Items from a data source
────────────────
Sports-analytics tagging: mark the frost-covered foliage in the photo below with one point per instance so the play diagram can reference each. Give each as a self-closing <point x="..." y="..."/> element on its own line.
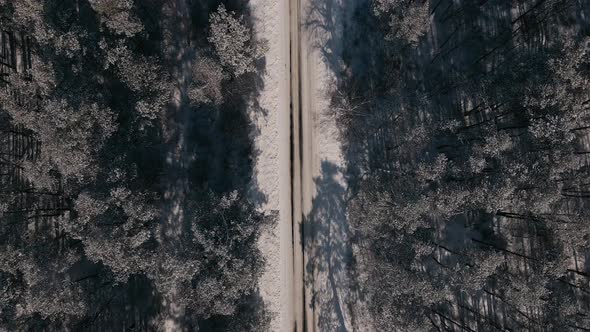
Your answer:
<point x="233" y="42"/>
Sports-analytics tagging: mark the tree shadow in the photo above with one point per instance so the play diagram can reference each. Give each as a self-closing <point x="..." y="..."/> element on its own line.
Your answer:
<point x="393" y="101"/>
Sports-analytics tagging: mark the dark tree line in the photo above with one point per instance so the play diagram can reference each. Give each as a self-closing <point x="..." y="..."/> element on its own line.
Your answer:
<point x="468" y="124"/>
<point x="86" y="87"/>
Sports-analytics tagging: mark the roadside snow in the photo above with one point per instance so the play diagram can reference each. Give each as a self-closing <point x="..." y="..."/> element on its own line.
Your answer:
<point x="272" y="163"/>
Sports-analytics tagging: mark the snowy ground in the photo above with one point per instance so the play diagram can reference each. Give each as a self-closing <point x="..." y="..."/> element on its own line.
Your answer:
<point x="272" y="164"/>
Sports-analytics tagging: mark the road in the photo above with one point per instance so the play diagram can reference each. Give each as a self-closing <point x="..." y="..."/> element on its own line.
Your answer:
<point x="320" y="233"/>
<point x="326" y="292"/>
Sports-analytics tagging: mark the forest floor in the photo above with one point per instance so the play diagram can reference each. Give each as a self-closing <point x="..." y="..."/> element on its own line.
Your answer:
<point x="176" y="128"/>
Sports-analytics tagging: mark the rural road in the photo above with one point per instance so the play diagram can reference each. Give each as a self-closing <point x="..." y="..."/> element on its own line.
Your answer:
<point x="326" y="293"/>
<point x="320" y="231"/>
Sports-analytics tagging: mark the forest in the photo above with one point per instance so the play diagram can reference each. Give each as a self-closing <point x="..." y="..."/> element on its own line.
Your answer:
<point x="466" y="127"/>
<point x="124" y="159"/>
────────────────
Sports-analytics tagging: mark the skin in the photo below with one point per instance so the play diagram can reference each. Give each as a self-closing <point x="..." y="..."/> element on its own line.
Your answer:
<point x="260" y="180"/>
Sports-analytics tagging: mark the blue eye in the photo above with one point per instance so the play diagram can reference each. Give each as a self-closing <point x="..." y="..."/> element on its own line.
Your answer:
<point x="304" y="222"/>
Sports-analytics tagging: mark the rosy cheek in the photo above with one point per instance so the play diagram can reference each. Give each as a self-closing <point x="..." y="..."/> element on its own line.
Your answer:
────────────────
Which lines of the records contain the word "tree", with case counting? Find each one and copy it in full.

Sports-analytics tagging: mark the tree shadow in the photo above with one point per instance so the play diagram can reference each. Give each as a self-closing <point x="..." y="..."/> element on its own line.
Sports-analytics tagging: mark the dark tree line in the photo above with one point per instance so the play diagram can reference each. Give each as a self-closing <point x="..." y="..."/> element on its own line.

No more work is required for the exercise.